■ **PROBLEM TO SOLVE**: Reproduce the entire listing below verbatim, preserving every line without alteration.
--- START INFORMATION SHOWN ---
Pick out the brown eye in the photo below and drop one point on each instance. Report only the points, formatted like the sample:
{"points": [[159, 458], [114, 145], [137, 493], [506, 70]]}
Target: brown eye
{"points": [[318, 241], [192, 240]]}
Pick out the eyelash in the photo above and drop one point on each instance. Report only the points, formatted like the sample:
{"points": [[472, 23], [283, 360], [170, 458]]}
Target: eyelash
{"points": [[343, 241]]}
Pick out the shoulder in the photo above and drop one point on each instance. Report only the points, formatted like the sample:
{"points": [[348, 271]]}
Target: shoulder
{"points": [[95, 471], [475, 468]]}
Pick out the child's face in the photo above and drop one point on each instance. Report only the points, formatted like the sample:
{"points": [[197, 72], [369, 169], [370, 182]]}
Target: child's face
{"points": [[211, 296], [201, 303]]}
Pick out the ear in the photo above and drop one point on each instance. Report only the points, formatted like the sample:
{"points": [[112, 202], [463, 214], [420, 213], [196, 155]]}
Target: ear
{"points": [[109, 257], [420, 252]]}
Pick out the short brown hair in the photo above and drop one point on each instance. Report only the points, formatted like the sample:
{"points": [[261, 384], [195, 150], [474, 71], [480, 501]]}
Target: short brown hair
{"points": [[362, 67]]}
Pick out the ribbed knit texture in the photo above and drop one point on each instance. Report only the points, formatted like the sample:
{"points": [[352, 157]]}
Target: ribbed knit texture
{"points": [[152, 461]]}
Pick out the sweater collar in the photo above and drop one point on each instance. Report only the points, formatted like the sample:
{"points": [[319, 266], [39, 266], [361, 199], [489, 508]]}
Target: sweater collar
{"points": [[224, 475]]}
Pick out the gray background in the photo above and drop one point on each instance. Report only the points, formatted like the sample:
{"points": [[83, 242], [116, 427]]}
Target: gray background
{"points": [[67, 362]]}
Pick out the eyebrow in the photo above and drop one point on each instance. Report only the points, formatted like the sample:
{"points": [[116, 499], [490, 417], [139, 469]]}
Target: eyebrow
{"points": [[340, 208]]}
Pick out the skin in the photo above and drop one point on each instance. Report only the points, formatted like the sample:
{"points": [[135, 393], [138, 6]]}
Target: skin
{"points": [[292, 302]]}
--- END INFORMATION SHOWN ---
■ **EXERCISE OUTPUT**:
Pick out the brown eye in the photo below and drop one point on each instance. Report only the points, formatted like the sample:
{"points": [[159, 458], [114, 145], [137, 493], [506, 70]]}
Target: brown eye
{"points": [[318, 241], [192, 240]]}
Pick out the eyelash in the photo above and drop one point on each instance. Report only the points, formatted like the sample:
{"points": [[472, 23], [283, 360], [170, 458]]}
Target: eyelash
{"points": [[343, 241]]}
Pick out the shoulder in the photo above and drop one point on each instance. Report only the points, formatted like the sample:
{"points": [[348, 271]]}
Target: shoulder
{"points": [[95, 471], [475, 468]]}
Pick out the child's face in the photo above and drop one point on each instance. Report only the points, formatted like the sample:
{"points": [[197, 72], [369, 169], [370, 182]]}
Target: child's face
{"points": [[211, 296], [201, 303]]}
Pick out the ear in the photo above and drop one point on each instance. Report only the points, formatted like the sample:
{"points": [[112, 202], [463, 214], [420, 213], [196, 155]]}
Target: ear
{"points": [[109, 257], [420, 252]]}
Pick out the short brown hair in the photo above and drop one point on each instance. Report only the points, formatted like the sample:
{"points": [[261, 384], [195, 150], [474, 71], [480, 501]]}
Target: short brown hair
{"points": [[362, 67]]}
Pick out the ribbed knit texture in the photo above and drop one point on each instance. Report only the points, formatted like the sample:
{"points": [[352, 157]]}
Target: ribbed knit texture
{"points": [[152, 461]]}
Pick out the sweater collar in the photo above and drop one point on each instance. Report only the points, formatted like the sample:
{"points": [[319, 266], [39, 266], [361, 199], [489, 508]]}
Target: sweater collar
{"points": [[224, 475]]}
Pick out the gray background in the photo above and drop one point on each instance. Report only the points, formatted like the sample:
{"points": [[83, 242], [116, 427]]}
Target: gray background
{"points": [[67, 362]]}
Pick out the eyebrow in the photo above and drop one point on each instance. Report only the points, formatted like the sample:
{"points": [[116, 499], [490, 417], [139, 469]]}
Target: eyebrow
{"points": [[340, 208]]}
Pick out the skin in the photo above and drop one point on each instance. Report only the points, formatted like the sample:
{"points": [[135, 393], [138, 6]]}
Target: skin
{"points": [[292, 302]]}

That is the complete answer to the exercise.